> _Document section_:
★ ★ ★ ★ ★ ★ ★

Aaron Harang (5-1, 4.02)  vs. Paul Maholm (1-4, 5.03). Harang is the Reds' best pitcher, which in this case means he'd be a legit #2 starter on a good team. He faced the Pirates once this year already, on April 8, when he happened to draw the Bucs in the one week all year in which they could hit anything. Harang allowed five runs in 6 2/3 despite striking out ten and walking none.

Box Score: This one's delayed. Jeromy Burnitz is batting fifth again, because you just have to go R-L-R. I'm sure Burnitz's handedness is really going to cause the opposing manager sleepless nights.

...And we're underway, an hour late.

★ ★ ★ ★ ★ ★ ★

> _Your objective_:
Please write the next part of the Reds–Pirates game post, picking up after its last line.

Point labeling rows
★ ★ ★ ★ ★ ★ ★

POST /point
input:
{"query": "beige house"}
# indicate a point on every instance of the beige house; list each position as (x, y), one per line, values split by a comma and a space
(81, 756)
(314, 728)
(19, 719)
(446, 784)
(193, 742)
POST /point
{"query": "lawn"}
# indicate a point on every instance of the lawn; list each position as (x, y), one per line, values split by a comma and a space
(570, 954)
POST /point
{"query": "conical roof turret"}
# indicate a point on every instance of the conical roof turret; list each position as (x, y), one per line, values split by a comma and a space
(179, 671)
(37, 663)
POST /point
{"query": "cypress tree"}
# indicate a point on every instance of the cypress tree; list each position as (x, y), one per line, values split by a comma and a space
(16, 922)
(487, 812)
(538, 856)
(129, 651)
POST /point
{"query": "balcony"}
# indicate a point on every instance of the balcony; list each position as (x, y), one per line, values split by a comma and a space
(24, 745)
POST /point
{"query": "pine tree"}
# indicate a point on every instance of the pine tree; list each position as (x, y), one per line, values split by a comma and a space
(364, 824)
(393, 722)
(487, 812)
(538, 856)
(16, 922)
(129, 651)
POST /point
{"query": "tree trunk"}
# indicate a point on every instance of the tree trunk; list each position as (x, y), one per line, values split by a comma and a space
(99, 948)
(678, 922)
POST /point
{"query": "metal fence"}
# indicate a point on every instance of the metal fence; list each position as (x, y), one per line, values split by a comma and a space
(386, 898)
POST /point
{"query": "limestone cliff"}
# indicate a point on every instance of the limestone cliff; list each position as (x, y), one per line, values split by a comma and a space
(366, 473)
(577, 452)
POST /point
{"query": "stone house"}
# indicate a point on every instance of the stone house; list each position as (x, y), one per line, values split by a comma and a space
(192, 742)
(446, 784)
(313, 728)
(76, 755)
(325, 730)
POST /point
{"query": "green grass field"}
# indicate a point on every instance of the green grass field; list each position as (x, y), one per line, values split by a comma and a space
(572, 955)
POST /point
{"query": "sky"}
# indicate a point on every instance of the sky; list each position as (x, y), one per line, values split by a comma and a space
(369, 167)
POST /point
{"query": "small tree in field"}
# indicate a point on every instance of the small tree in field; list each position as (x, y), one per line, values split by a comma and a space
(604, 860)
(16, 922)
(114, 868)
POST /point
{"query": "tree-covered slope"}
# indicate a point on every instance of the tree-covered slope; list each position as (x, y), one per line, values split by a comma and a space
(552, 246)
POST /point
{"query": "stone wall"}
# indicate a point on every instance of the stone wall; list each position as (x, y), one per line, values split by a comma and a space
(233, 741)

★ ★ ★ ★ ★ ★ ★

> _Right answer_:
-P- Here's a good article by the Stats Geek disproving yet again the idea that Craig Wilson only produces when it doesn't matter. Actually, the article is an exploration of a new tool called FanGraphs that's becoming pretty trendy among bloggers. These graphs are certainly cool toys and you can learn a lot from them, but there's also a danger in seeing a low WPA from someone with good stats and assuming that the WPA represents a hitter's skill level, and not his OPS or whatever. Except in extremely limited circumstances, getting a hit at an opportune time is not a skill. The Stats Geek seems to recognize this, pointing out that Freddy Sanchez's low WPA is likely to rise if he continues to hit as well as he has.

(Over at Primer, Vlad reminds us that Sanchez has largely flopped as a pinch-hitter - he's 2 for 13 on the year. Pinch-hit at-bats often come in high-leverage situations. That's probably why his WPA is so low.)